◆ **Work task**: What is needed is an exact copy of every record.

◆ **Given records**:
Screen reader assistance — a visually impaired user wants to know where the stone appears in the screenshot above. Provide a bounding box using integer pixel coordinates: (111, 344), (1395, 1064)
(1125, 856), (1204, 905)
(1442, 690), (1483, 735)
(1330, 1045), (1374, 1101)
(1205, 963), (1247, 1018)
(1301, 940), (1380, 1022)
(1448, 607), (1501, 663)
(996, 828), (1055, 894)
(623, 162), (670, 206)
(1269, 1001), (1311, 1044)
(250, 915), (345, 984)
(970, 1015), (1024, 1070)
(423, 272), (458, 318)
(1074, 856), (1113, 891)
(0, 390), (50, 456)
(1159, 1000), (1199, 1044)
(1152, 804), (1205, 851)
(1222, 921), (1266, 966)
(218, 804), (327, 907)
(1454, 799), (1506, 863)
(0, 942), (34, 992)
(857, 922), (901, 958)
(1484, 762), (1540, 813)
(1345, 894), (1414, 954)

◆ **Response area**:
Screen reader assistance — a visually impaired user wants to know where the stone appears in the screenshot above. Provide a bounding box using integer pixel coordinates: (111, 344), (1395, 1064)
(1125, 856), (1204, 905)
(1442, 690), (1483, 735)
(1330, 1045), (1374, 1101)
(1205, 963), (1247, 1018)
(1301, 940), (1380, 1022)
(1448, 607), (1501, 663)
(996, 828), (1055, 894)
(623, 162), (670, 206)
(1269, 1001), (1311, 1044)
(250, 915), (345, 984)
(970, 1015), (1024, 1070)
(423, 272), (458, 318)
(1074, 856), (1113, 891)
(0, 390), (50, 456)
(1159, 1000), (1199, 1044)
(1152, 804), (1205, 851)
(1222, 921), (1266, 966)
(218, 804), (327, 907)
(1454, 799), (1506, 863)
(0, 942), (34, 992)
(857, 922), (901, 958)
(1484, 762), (1540, 813)
(1345, 894), (1414, 954)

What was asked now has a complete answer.